──────── INFORMATION ────────

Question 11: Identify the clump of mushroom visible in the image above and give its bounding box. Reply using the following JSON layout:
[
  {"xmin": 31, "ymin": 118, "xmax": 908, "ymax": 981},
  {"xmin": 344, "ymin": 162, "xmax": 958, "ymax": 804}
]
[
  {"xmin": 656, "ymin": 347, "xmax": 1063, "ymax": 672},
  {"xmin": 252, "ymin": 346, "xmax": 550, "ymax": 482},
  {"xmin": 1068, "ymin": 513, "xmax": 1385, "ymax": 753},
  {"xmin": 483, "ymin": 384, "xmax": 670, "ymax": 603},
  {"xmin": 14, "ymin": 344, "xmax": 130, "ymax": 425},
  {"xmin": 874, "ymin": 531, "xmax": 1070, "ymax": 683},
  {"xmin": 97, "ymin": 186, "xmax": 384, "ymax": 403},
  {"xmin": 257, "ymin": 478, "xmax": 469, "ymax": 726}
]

────────

> _TASK REQUIREMENTS_
Nothing in the records may be dropped; reproduce them exactly.

> _WRITTEN SOLUTION_
Question 11: Identify the clump of mushroom visible in the image above and give its bounding box. Reply using the following JSON layout:
[
  {"xmin": 31, "ymin": 118, "xmax": 908, "ymax": 981},
  {"xmin": 344, "ymin": 162, "xmax": 958, "ymax": 804}
]
[
  {"xmin": 656, "ymin": 347, "xmax": 1063, "ymax": 672},
  {"xmin": 252, "ymin": 346, "xmax": 550, "ymax": 482},
  {"xmin": 1068, "ymin": 513, "xmax": 1385, "ymax": 753},
  {"xmin": 483, "ymin": 384, "xmax": 670, "ymax": 603},
  {"xmin": 14, "ymin": 344, "xmax": 130, "ymax": 425},
  {"xmin": 874, "ymin": 531, "xmax": 1070, "ymax": 683},
  {"xmin": 97, "ymin": 186, "xmax": 384, "ymax": 403},
  {"xmin": 257, "ymin": 478, "xmax": 469, "ymax": 726}
]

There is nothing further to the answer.